→ Exercise objective
Transcribe the material in full, exactly as written.

→ Records to process
--

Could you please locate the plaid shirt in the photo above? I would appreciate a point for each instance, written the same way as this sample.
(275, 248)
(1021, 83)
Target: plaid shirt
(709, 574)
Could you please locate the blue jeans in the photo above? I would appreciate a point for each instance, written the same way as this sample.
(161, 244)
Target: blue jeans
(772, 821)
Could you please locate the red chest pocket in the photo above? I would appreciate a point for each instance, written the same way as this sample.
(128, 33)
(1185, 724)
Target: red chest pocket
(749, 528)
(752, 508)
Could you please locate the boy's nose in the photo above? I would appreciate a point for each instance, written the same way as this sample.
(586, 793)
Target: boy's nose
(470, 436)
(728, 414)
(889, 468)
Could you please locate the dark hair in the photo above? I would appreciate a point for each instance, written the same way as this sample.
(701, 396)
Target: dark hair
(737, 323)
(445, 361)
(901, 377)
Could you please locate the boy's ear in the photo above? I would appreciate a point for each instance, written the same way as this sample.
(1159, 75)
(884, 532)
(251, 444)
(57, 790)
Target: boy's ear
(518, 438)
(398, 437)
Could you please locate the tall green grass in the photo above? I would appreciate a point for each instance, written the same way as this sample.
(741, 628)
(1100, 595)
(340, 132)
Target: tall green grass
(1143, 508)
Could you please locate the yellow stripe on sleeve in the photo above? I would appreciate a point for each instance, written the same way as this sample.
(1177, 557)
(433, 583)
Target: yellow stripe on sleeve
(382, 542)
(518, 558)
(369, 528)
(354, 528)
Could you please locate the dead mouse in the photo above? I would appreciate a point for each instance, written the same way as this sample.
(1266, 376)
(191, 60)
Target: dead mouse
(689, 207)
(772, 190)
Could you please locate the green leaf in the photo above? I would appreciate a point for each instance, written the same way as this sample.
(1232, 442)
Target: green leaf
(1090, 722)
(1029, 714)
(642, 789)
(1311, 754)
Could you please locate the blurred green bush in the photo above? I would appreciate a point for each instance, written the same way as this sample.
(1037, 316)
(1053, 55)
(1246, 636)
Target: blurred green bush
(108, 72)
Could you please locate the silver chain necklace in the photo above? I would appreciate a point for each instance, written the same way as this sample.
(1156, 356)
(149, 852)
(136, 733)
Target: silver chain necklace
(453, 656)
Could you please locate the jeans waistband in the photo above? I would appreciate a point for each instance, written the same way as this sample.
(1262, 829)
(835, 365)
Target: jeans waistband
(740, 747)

--

→ Response to the exercise
Could you please locate the plaid shirt in the photo above? I would appreciate a point for each instance, written the same way as this sample.
(275, 248)
(1021, 83)
Target: plaid shirt
(709, 574)
Could you please locate the blue jeans in the photo above? I would appreciate a point for each instance, written the same way as this sample.
(161, 244)
Target: blue jeans
(772, 821)
Could you please locate the red chest pocket in the photo above? I would appreciate a point for each instance, written the same way as this sample.
(128, 33)
(1185, 724)
Target: red chest pocket
(749, 528)
(752, 508)
Could you please locate the boy's nose in the photo above? I would appreciate a point for each instance, written the same way as this sample.
(586, 793)
Target: boy's nose
(470, 436)
(728, 414)
(889, 468)
Could you please locate the dark hair in the photo above? I would appreciate a point for each instance, written the same way as this sample.
(701, 396)
Target: dark hair
(737, 323)
(445, 361)
(901, 377)
Could you please locate the boy's ear in the photo above? I would appreciate a point for each instance, written the same way as this sample.
(1159, 75)
(884, 532)
(251, 444)
(57, 790)
Target: boy's ear
(518, 438)
(398, 437)
Could you please locate the tall green grass in the photo above? I would appreciate a point for each instance, written the same way as this sample.
(741, 628)
(1100, 595)
(340, 132)
Target: tall green grass
(1143, 508)
Could you please locate the yellow stripe on sleeve in the photo above? I would appreciate a point for each instance, written the same way as this sample.
(1177, 557)
(433, 583)
Target: yellow stripe on sleeve
(382, 542)
(518, 558)
(369, 528)
(354, 528)
Could you please locate the dead mouse in the photo above? I would appreciate a point for each instance, written the same way as this sample.
(1266, 376)
(191, 60)
Target: dead mouse
(689, 207)
(772, 190)
Could you please locate the green leaf in the photo above? I would appreciate a point for each instance, written the same way as this sample.
(1232, 442)
Target: green leaf
(1090, 722)
(1029, 714)
(642, 789)
(1311, 754)
Could you please locate the blurred green bush in the photo above? I would appreciate a point for each instance, written the same way as this sample.
(1037, 316)
(1053, 55)
(1246, 636)
Target: blurred green bush
(108, 72)
Could you please locate the silver chain necklace in the photo above? I would appreciate a point for each instance, written the same way as this sample.
(1156, 356)
(149, 852)
(136, 733)
Target: silver chain necklace
(453, 656)
Could you please locate the jeans waistband in the photo above? I would appreciate a point for each instance, written the same way as this sample.
(1262, 829)
(835, 365)
Target: jeans waistband
(740, 747)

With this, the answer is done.